Goal of the exercise: Print the data that follows exactly, leaving nothing out.

The data Block Start

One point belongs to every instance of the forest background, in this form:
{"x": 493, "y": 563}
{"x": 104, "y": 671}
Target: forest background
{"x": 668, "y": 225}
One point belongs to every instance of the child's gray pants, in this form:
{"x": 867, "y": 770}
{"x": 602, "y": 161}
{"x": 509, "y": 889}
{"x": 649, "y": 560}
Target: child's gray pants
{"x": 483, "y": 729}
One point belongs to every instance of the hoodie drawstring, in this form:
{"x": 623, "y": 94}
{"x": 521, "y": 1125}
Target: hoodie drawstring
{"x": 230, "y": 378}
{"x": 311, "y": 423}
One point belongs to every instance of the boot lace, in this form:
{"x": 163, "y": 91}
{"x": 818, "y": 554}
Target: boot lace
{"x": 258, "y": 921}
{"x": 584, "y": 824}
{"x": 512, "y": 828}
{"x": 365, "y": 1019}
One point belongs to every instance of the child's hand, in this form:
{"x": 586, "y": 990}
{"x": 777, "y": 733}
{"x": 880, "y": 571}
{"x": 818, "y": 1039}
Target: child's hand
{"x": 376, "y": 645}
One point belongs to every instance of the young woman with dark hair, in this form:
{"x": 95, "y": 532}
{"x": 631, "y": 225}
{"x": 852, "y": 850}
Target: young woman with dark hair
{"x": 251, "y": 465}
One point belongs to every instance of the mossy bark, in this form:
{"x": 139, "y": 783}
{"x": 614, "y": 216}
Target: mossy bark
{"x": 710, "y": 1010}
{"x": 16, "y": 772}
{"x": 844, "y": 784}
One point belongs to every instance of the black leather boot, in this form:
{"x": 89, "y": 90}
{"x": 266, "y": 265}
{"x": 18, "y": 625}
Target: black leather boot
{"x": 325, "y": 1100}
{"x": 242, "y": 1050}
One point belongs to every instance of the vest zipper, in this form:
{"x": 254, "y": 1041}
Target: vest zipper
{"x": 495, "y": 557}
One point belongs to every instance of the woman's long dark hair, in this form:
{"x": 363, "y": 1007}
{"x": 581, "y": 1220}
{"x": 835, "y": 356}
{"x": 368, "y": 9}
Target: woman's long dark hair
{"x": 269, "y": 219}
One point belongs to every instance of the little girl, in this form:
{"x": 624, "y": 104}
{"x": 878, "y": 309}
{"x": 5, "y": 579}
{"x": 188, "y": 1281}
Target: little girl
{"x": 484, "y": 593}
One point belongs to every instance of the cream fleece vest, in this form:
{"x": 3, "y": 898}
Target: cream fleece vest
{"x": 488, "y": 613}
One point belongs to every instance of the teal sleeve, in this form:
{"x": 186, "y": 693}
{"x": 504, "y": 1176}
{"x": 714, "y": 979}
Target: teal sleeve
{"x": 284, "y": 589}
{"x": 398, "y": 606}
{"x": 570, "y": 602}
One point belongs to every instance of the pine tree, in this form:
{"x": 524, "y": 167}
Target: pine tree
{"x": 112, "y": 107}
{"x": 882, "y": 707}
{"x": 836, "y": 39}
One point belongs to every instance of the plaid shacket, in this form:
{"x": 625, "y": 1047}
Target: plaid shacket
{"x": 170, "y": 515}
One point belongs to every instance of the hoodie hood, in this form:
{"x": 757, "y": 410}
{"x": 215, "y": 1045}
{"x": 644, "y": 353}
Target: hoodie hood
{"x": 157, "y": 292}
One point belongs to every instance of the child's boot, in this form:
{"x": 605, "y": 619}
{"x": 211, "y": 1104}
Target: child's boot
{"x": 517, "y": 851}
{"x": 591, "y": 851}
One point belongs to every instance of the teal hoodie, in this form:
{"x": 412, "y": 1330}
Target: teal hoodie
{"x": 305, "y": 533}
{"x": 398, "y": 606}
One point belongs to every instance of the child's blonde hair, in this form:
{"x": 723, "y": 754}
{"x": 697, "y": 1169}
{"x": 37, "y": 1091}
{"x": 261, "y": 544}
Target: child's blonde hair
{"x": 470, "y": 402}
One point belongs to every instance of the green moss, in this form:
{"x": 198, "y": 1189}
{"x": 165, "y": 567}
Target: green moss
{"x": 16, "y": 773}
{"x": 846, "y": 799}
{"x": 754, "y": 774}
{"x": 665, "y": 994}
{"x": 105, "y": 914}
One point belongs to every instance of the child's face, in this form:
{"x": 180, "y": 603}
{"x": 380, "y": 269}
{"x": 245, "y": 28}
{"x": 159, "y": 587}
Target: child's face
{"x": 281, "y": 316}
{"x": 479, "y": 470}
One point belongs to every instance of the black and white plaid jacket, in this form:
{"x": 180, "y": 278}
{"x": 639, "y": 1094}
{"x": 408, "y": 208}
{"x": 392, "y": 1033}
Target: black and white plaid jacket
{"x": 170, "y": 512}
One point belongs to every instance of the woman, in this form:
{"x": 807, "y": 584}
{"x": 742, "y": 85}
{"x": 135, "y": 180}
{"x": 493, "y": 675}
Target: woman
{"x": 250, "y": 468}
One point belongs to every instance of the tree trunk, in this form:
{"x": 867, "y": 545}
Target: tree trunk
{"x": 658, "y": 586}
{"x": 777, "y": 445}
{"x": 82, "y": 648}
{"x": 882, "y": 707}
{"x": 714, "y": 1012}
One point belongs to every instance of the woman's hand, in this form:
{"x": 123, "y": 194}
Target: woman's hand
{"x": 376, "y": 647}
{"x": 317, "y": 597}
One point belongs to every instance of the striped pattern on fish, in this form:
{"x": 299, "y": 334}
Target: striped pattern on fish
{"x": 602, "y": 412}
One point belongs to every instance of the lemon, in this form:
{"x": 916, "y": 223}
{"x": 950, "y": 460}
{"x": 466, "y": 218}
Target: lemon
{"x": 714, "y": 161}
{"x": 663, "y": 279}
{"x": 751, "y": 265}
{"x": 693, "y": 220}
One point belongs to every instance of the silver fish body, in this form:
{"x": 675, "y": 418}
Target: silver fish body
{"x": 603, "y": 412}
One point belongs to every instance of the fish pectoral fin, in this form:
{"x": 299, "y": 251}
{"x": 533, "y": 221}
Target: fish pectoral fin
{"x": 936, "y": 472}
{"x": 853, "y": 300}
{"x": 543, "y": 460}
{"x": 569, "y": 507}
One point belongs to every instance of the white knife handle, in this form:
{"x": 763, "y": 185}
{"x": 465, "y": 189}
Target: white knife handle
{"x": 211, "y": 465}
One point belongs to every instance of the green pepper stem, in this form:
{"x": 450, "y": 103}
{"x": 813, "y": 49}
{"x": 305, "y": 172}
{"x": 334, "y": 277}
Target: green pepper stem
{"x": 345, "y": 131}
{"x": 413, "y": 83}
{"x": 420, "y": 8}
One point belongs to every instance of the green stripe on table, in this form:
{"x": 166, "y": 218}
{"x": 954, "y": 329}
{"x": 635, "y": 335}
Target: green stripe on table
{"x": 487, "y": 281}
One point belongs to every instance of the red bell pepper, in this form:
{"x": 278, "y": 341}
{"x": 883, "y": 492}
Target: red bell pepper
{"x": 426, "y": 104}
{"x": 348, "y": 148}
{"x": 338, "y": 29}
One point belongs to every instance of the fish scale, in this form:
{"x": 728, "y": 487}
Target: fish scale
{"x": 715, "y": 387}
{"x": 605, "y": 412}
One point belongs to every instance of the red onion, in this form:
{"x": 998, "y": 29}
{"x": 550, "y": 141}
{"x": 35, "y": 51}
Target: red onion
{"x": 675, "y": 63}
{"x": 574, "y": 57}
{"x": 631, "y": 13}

The data Block End

Result of this exercise:
One point belongs to every instance of the forest background, in this form:
{"x": 493, "y": 563}
{"x": 104, "y": 671}
Target: forest background
{"x": 668, "y": 225}
One point belongs to every instance of the child's gray pants, in this form:
{"x": 867, "y": 770}
{"x": 602, "y": 161}
{"x": 509, "y": 889}
{"x": 649, "y": 560}
Target: child's gray pants
{"x": 483, "y": 729}
One point belongs to every instance of the hoodie drawstring, in this form:
{"x": 623, "y": 94}
{"x": 521, "y": 1125}
Target: hoodie drawstring
{"x": 230, "y": 378}
{"x": 311, "y": 423}
One point belongs to every instance of the boot lace, in this form:
{"x": 163, "y": 91}
{"x": 818, "y": 554}
Target: boot lace
{"x": 258, "y": 921}
{"x": 584, "y": 824}
{"x": 512, "y": 828}
{"x": 365, "y": 1019}
One point belongs to every instance of the child's hand, in this form:
{"x": 586, "y": 990}
{"x": 777, "y": 733}
{"x": 880, "y": 571}
{"x": 818, "y": 1039}
Target: child's hand
{"x": 376, "y": 645}
One point belongs to every instance of the young woman with dark hair, in this form:
{"x": 95, "y": 532}
{"x": 631, "y": 225}
{"x": 852, "y": 850}
Target: young woman with dark hair
{"x": 251, "y": 465}
One point belongs to every instance of the mossy bark, in this form:
{"x": 139, "y": 783}
{"x": 614, "y": 216}
Target: mossy bark
{"x": 710, "y": 1010}
{"x": 16, "y": 772}
{"x": 844, "y": 784}
One point belongs to every instance of the black leather boot, in this form:
{"x": 89, "y": 90}
{"x": 266, "y": 265}
{"x": 18, "y": 625}
Target: black leather boot
{"x": 325, "y": 1100}
{"x": 242, "y": 1050}
One point belongs to every instance of the vest zipper, in this form:
{"x": 254, "y": 1041}
Target: vest zipper
{"x": 495, "y": 557}
One point belongs to every instance of the woman's long dark hair, in this form:
{"x": 363, "y": 1007}
{"x": 581, "y": 1220}
{"x": 835, "y": 356}
{"x": 368, "y": 9}
Target: woman's long dark hair
{"x": 269, "y": 219}
One point belongs to every instance of the little girl, in this form:
{"x": 624, "y": 104}
{"x": 878, "y": 309}
{"x": 5, "y": 579}
{"x": 188, "y": 1281}
Target: little girl
{"x": 484, "y": 593}
One point belongs to every instance of the cream fleece vest, in this form:
{"x": 3, "y": 898}
Target: cream fleece vest
{"x": 488, "y": 613}
One point belongs to every instance of the teal sleeve, in this form:
{"x": 186, "y": 693}
{"x": 504, "y": 1176}
{"x": 714, "y": 979}
Target: teal sleeve
{"x": 284, "y": 589}
{"x": 398, "y": 606}
{"x": 570, "y": 602}
One point belongs to every instance of the pine tree, in this form:
{"x": 524, "y": 167}
Target: pine tree
{"x": 112, "y": 107}
{"x": 882, "y": 707}
{"x": 836, "y": 39}
One point belongs to every instance of the plaid shacket, in this form:
{"x": 625, "y": 1047}
Target: plaid shacket
{"x": 170, "y": 515}
One point belongs to every instance of the hoodie hood, in this form:
{"x": 757, "y": 410}
{"x": 215, "y": 1045}
{"x": 644, "y": 353}
Target: hoodie hood
{"x": 157, "y": 292}
One point belongs to every instance of the child's boot, in this form:
{"x": 605, "y": 619}
{"x": 211, "y": 1104}
Target: child's boot
{"x": 517, "y": 851}
{"x": 591, "y": 851}
One point belongs to every instance of the teal hoodie, in this form:
{"x": 412, "y": 1330}
Target: teal hoodie
{"x": 305, "y": 533}
{"x": 398, "y": 606}
One point belongs to every instance of the child's blonde hair, in this form:
{"x": 723, "y": 754}
{"x": 697, "y": 1169}
{"x": 37, "y": 1091}
{"x": 261, "y": 544}
Target: child's blonde hair
{"x": 470, "y": 402}
One point belongs to every instance of the green moss, in this form:
{"x": 198, "y": 1189}
{"x": 165, "y": 567}
Target: green moss
{"x": 16, "y": 773}
{"x": 846, "y": 799}
{"x": 754, "y": 774}
{"x": 665, "y": 994}
{"x": 105, "y": 914}
One point belongs to every instance of the child's face, in this form:
{"x": 180, "y": 603}
{"x": 380, "y": 269}
{"x": 245, "y": 28}
{"x": 159, "y": 587}
Target: child's face
{"x": 281, "y": 316}
{"x": 479, "y": 470}
One point belongs to every instance of the black and white plaid jacket, in this form:
{"x": 180, "y": 278}
{"x": 639, "y": 1094}
{"x": 408, "y": 208}
{"x": 392, "y": 1033}
Target: black and white plaid jacket
{"x": 170, "y": 512}
One point belongs to every instance of the woman, in this form:
{"x": 807, "y": 584}
{"x": 742, "y": 85}
{"x": 135, "y": 180}
{"x": 493, "y": 675}
Target: woman
{"x": 250, "y": 468}
One point belongs to every instance of the tree trunk, in this form:
{"x": 867, "y": 545}
Target: tree trunk
{"x": 658, "y": 586}
{"x": 777, "y": 445}
{"x": 82, "y": 648}
{"x": 882, "y": 707}
{"x": 714, "y": 1012}
One point belongs to every instance of the woman's hand, in this form:
{"x": 123, "y": 194}
Target: woman's hand
{"x": 376, "y": 647}
{"x": 317, "y": 597}
One point belongs to every instance of the striped pattern on fish, in this form:
{"x": 299, "y": 334}
Target: striped pattern on fish
{"x": 602, "y": 412}
One point belongs to every instance of the lemon, in this form:
{"x": 916, "y": 223}
{"x": 950, "y": 460}
{"x": 466, "y": 218}
Target: lemon
{"x": 714, "y": 161}
{"x": 663, "y": 279}
{"x": 751, "y": 265}
{"x": 693, "y": 220}
One point belongs to every instance of the silver fish body, in this form:
{"x": 675, "y": 418}
Target: silver fish body
{"x": 603, "y": 412}
One point belongs to every instance of the fish pectoral fin, in this form:
{"x": 299, "y": 251}
{"x": 533, "y": 221}
Target: fish pectoral fin
{"x": 936, "y": 472}
{"x": 853, "y": 300}
{"x": 543, "y": 460}
{"x": 569, "y": 507}
One point belongs to every instance of the white knife handle, in this form:
{"x": 763, "y": 185}
{"x": 465, "y": 189}
Target: white knife handle
{"x": 211, "y": 465}
One point belongs to every instance of the green pepper stem, in this form:
{"x": 450, "y": 103}
{"x": 813, "y": 49}
{"x": 305, "y": 172}
{"x": 334, "y": 277}
Target: green pepper stem
{"x": 345, "y": 131}
{"x": 413, "y": 83}
{"x": 420, "y": 8}
One point belongs to every instance of the green stripe on table, in this form:
{"x": 166, "y": 218}
{"x": 954, "y": 329}
{"x": 635, "y": 335}
Target: green stripe on table
{"x": 487, "y": 281}
One point belongs to every instance of the red bell pepper, in this form:
{"x": 278, "y": 341}
{"x": 883, "y": 492}
Target: red bell pepper
{"x": 426, "y": 104}
{"x": 348, "y": 148}
{"x": 338, "y": 29}
One point belongs to every instance of the fish scale, in this form:
{"x": 728, "y": 487}
Target: fish scale
{"x": 715, "y": 387}
{"x": 605, "y": 412}
One point belongs to every instance of the red onion, in this form:
{"x": 998, "y": 29}
{"x": 550, "y": 141}
{"x": 35, "y": 51}
Target: red onion
{"x": 675, "y": 63}
{"x": 574, "y": 57}
{"x": 631, "y": 13}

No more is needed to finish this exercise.